## THE EXERCISE
Quote every entry below word for word, keeping its wording and punctuation unchanged.

## DATASET ENTRIES
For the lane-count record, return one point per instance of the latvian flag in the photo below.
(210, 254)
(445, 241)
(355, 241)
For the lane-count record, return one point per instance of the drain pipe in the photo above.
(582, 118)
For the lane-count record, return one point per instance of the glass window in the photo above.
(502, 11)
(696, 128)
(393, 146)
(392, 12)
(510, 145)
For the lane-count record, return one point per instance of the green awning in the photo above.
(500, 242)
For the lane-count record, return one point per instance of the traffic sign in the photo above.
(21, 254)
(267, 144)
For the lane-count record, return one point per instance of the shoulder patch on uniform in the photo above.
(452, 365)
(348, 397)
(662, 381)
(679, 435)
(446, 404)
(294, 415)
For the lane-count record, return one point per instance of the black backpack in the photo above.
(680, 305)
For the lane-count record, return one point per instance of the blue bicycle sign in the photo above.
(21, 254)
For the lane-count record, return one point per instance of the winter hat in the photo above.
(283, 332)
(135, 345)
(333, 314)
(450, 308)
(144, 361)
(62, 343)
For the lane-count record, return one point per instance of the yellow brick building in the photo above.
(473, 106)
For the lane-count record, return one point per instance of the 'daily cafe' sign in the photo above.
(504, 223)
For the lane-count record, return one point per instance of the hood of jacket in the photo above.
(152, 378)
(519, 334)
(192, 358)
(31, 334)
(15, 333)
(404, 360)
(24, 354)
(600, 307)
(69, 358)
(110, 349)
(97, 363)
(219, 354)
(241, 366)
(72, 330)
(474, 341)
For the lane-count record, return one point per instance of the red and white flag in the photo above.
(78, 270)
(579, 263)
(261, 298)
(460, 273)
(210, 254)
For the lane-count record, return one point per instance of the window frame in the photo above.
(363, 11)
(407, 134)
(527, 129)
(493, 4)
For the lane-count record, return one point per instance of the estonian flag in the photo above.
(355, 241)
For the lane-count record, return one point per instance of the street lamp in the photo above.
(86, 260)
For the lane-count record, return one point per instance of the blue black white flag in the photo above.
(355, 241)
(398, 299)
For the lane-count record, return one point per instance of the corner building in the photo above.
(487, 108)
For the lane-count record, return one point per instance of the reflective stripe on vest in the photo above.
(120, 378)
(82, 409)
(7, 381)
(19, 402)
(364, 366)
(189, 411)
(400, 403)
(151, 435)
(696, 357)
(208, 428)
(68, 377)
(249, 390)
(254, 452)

## CORRECT RESPONSE
For the lane-count record, return one point per instance of the latvian flag in the photo below.
(210, 254)
(445, 241)
(355, 241)
For the lane-count record, return one point per instance of the drain pipe in the photo above.
(582, 118)
For the lane-count record, return one point per instance of the glass window in the photo above.
(502, 11)
(696, 128)
(393, 146)
(392, 12)
(510, 145)
For the lane-count record, return one point per instance of the green awning in the photo above.
(500, 242)
For the lane-count record, return one point per instance of the traffic sign in the photo above.
(21, 254)
(267, 144)
For the lane-count record, return one point per instance of the shoulder patch on uniform in the photo above.
(452, 365)
(348, 397)
(662, 381)
(679, 435)
(446, 404)
(294, 415)
For the lane-count record, return one point per instance of the black backpack in the photo above.
(680, 305)
For the lane-count record, return one point per instance of the blue bicycle sign in the photo above.
(21, 254)
For the lane-count record, return one point per instance of the winter hat in the photo above.
(283, 332)
(135, 345)
(333, 314)
(450, 308)
(144, 361)
(62, 343)
For the lane-count record, return one point per instance of the yellow brick building in the photo above.
(473, 106)
For the lane-count record, return one point per instance of the 'daily cafe' sign in the photo above.
(504, 223)
For the lane-count record, return one point per instance of the hood of jacket in the photo above.
(152, 378)
(519, 334)
(192, 358)
(31, 334)
(15, 333)
(404, 360)
(24, 354)
(600, 307)
(69, 358)
(110, 349)
(97, 363)
(219, 354)
(241, 366)
(72, 330)
(474, 341)
For the lane-count record, return one point per instance of the red and white flag in the photo above.
(78, 270)
(579, 263)
(261, 298)
(460, 273)
(210, 254)
For the lane-count record, return one point per instance of the window frame in the photo above.
(363, 11)
(407, 134)
(527, 129)
(493, 4)
For the lane-count record, return one point per instance of the estonian flag in the photo above.
(355, 241)
For the lane-count record, return one point per instance of the street lamp in the photo above.
(86, 260)
For the lane-count record, return one point per instance of the blue black white flag in the photo above.
(355, 241)
(398, 299)
For the lane-count record, return one point per instance of the corner building in the photo above.
(487, 108)
For the lane-count record, return one point per instance of the reflective stripe on vest in the photo above.
(120, 378)
(82, 409)
(7, 381)
(19, 402)
(364, 366)
(189, 411)
(400, 403)
(151, 435)
(696, 357)
(208, 428)
(68, 377)
(249, 390)
(254, 452)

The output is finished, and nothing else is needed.